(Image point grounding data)

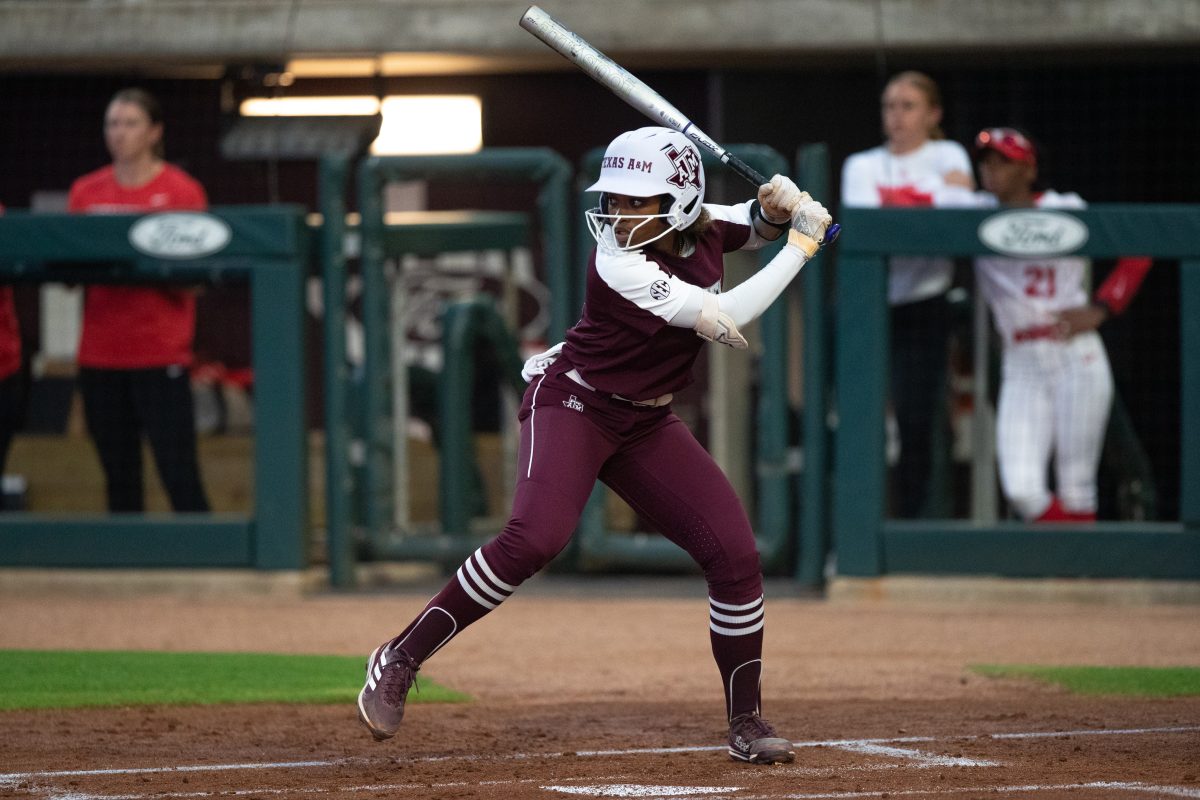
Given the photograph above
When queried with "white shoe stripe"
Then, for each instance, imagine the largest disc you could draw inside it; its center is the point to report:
(736, 631)
(735, 608)
(744, 618)
(491, 576)
(483, 584)
(474, 595)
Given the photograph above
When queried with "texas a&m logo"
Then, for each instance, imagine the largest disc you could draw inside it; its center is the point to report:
(687, 164)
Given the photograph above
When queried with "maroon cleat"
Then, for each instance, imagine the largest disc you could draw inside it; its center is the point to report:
(390, 674)
(753, 739)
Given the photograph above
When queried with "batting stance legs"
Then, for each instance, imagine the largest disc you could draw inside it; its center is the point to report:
(569, 437)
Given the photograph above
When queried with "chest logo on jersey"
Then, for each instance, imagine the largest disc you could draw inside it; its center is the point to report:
(180, 235)
(1032, 233)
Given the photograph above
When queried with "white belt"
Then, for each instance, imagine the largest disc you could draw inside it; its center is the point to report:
(661, 400)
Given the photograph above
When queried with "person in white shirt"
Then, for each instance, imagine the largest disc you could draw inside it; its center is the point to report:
(913, 163)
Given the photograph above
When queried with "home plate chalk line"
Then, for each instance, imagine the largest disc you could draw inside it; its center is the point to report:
(885, 747)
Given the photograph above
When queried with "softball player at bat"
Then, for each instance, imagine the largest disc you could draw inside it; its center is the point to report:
(1056, 386)
(599, 407)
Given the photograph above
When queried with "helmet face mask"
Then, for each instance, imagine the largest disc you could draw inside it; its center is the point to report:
(646, 163)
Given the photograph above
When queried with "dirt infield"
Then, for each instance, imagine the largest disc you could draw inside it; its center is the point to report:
(605, 687)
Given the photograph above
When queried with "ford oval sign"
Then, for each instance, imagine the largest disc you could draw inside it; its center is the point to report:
(1032, 233)
(179, 234)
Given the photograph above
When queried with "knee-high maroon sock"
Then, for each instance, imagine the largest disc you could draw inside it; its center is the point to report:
(736, 635)
(468, 596)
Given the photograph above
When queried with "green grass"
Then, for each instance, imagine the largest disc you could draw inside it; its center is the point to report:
(53, 679)
(1131, 681)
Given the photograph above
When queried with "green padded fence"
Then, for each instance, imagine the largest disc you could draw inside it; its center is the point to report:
(868, 545)
(269, 247)
(382, 380)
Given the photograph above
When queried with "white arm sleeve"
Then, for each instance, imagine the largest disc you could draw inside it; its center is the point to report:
(747, 301)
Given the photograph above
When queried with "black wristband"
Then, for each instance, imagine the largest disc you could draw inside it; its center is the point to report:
(777, 226)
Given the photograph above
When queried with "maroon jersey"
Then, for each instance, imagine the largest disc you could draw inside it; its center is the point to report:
(624, 348)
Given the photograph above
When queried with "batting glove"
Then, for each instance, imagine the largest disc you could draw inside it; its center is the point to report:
(809, 224)
(778, 198)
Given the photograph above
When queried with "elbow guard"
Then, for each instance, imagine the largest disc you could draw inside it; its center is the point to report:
(718, 326)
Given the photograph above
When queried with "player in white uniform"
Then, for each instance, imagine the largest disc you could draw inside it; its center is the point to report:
(909, 169)
(1056, 386)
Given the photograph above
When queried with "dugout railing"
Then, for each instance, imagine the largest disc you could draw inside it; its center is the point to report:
(864, 541)
(366, 413)
(772, 458)
(269, 248)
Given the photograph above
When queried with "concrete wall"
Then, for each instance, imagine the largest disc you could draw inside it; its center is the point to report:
(72, 34)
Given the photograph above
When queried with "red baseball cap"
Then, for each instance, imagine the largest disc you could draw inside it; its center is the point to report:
(1009, 143)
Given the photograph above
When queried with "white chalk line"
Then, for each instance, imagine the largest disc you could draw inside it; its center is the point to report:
(601, 791)
(7, 779)
(918, 757)
(1120, 786)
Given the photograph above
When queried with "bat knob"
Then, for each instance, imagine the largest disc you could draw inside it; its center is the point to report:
(831, 234)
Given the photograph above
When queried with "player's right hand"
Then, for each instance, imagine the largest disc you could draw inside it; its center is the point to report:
(538, 364)
(778, 198)
(810, 220)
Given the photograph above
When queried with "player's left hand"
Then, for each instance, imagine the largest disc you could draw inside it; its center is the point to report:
(778, 198)
(1073, 322)
(537, 365)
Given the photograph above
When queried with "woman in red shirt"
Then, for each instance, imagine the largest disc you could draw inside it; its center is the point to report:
(12, 382)
(136, 346)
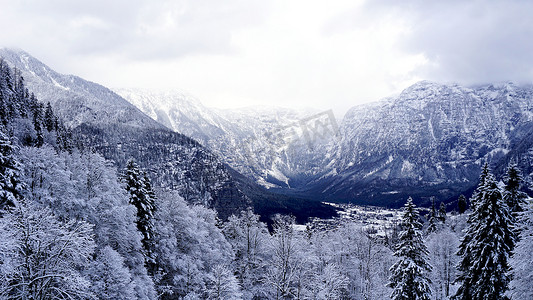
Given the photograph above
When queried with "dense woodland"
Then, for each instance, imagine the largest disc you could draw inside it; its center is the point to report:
(73, 226)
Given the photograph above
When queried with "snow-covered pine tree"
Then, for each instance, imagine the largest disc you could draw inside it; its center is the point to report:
(50, 122)
(442, 212)
(410, 274)
(10, 169)
(522, 284)
(432, 217)
(142, 197)
(514, 198)
(462, 205)
(486, 246)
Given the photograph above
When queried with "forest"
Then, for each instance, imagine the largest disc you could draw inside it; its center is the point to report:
(74, 226)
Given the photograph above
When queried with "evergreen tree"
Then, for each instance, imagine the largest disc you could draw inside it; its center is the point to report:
(462, 205)
(38, 124)
(10, 184)
(142, 197)
(442, 212)
(432, 217)
(49, 118)
(514, 198)
(410, 274)
(486, 246)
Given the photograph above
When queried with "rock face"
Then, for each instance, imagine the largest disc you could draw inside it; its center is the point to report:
(118, 130)
(264, 143)
(430, 140)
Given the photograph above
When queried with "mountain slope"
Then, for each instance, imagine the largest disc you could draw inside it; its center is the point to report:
(429, 141)
(264, 143)
(119, 131)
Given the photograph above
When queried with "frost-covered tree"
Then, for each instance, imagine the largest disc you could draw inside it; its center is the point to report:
(285, 268)
(222, 284)
(10, 169)
(84, 187)
(442, 246)
(442, 212)
(188, 246)
(110, 278)
(486, 246)
(513, 197)
(50, 121)
(522, 283)
(249, 239)
(432, 217)
(410, 274)
(41, 257)
(142, 197)
(462, 205)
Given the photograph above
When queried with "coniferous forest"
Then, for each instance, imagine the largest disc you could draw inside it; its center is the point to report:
(74, 225)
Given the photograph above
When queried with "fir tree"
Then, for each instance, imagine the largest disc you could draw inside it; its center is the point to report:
(486, 246)
(142, 197)
(10, 184)
(410, 273)
(432, 217)
(49, 118)
(442, 212)
(514, 198)
(462, 205)
(482, 177)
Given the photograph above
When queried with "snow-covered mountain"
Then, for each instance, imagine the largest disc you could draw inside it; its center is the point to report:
(76, 100)
(264, 143)
(431, 140)
(115, 128)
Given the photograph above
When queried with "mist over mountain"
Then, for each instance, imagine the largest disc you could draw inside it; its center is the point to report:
(429, 141)
(119, 131)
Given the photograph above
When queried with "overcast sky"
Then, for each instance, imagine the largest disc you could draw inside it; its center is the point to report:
(323, 54)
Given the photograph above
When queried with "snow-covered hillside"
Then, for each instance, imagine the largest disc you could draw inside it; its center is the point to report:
(430, 139)
(264, 143)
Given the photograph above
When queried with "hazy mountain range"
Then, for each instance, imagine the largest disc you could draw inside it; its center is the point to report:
(430, 140)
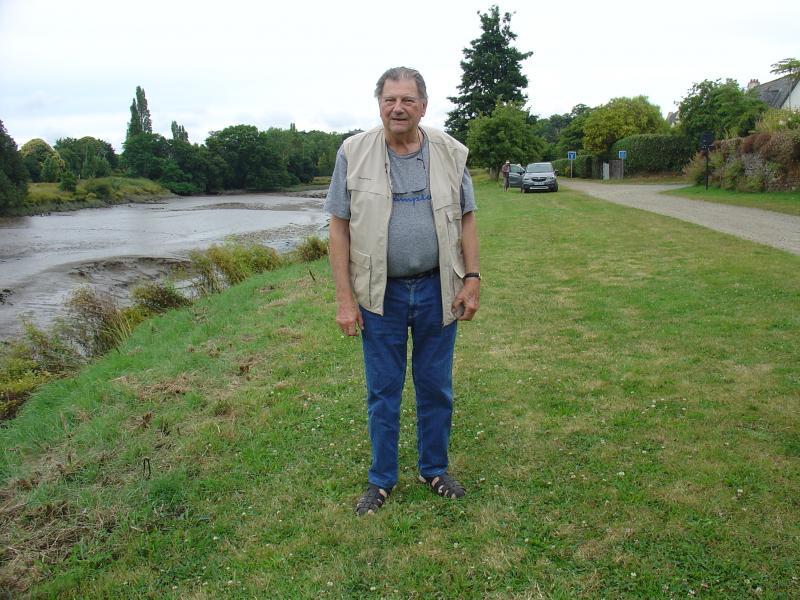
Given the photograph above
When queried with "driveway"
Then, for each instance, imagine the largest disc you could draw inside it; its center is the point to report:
(763, 226)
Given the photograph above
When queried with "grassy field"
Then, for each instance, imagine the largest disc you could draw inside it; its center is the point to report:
(626, 426)
(785, 202)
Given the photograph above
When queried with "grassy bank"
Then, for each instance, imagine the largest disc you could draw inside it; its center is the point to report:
(784, 202)
(90, 193)
(626, 426)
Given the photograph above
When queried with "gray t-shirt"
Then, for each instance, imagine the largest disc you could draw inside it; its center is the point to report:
(412, 245)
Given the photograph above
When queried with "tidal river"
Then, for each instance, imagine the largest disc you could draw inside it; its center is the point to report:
(43, 258)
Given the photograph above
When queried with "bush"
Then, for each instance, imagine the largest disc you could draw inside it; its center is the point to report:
(95, 323)
(695, 170)
(586, 166)
(311, 249)
(101, 188)
(156, 297)
(779, 119)
(655, 153)
(67, 182)
(730, 174)
(49, 350)
(232, 263)
(208, 280)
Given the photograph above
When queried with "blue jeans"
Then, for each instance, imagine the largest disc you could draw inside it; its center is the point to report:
(415, 304)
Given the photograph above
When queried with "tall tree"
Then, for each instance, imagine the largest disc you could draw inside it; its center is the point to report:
(492, 71)
(724, 109)
(787, 66)
(620, 118)
(34, 152)
(179, 133)
(506, 134)
(13, 174)
(140, 115)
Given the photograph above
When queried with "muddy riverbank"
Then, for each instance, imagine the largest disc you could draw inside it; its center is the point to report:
(44, 258)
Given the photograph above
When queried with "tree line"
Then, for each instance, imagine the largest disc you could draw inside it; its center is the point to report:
(489, 116)
(237, 157)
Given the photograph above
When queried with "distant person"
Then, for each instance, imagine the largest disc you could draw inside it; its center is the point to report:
(506, 170)
(404, 254)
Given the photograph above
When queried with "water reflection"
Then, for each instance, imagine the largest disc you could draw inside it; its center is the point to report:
(43, 257)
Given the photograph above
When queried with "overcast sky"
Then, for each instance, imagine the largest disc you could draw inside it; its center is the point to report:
(71, 68)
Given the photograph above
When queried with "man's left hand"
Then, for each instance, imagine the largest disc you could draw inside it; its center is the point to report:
(467, 301)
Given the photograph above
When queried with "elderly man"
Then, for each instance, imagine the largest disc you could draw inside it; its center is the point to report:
(404, 255)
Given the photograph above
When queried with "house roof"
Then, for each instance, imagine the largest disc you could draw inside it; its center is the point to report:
(774, 93)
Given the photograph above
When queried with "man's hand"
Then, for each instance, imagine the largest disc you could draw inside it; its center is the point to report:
(348, 317)
(467, 302)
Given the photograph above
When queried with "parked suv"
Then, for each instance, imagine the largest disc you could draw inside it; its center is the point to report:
(539, 176)
(515, 173)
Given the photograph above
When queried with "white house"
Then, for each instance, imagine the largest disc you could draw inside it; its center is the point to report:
(779, 93)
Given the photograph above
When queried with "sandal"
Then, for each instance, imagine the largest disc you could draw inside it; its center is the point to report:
(372, 499)
(444, 485)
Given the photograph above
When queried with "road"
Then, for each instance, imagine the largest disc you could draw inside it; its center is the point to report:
(763, 226)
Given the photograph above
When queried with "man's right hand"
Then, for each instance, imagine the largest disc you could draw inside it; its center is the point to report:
(349, 319)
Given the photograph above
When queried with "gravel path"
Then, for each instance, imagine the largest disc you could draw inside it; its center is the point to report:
(763, 226)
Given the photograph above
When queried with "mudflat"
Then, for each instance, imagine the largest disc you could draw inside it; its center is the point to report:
(43, 258)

# WHAT YOU ARE ASKED TO DO
Wherever the word "player" turns up in the records, copy out the line it is on.

# ANSWER FOR THE TASK
When queried with "softball player at bat"
When queried with "player in white uniform"
When queried with "player's right hand"
When queried with "player's left hand"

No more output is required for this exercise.